[EXERCISE DESCRIPTION] Say how many lines in the data below contain the word "then", and give no other text.

[PROVIDED RECORDS]
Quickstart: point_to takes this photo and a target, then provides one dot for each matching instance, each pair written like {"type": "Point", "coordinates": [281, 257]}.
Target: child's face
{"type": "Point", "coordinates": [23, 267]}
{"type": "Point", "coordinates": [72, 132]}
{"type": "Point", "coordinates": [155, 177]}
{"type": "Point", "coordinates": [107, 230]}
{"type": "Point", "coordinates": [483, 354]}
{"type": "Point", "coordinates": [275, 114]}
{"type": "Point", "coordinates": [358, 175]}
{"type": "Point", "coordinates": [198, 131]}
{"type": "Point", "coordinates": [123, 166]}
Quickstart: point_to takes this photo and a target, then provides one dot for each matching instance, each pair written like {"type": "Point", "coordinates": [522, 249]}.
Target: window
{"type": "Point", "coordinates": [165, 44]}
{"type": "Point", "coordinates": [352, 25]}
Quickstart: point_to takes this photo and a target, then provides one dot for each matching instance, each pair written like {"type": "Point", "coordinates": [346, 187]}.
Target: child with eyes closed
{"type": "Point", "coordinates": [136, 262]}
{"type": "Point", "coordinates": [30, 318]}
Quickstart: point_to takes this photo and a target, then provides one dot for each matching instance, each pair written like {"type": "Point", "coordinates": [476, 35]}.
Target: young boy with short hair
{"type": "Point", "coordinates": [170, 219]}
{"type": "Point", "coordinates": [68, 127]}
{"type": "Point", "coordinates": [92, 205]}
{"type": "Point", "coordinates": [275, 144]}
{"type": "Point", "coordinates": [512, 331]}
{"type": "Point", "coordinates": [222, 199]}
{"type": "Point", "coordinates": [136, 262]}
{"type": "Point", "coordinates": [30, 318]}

[PROBLEM SOLUTION] 4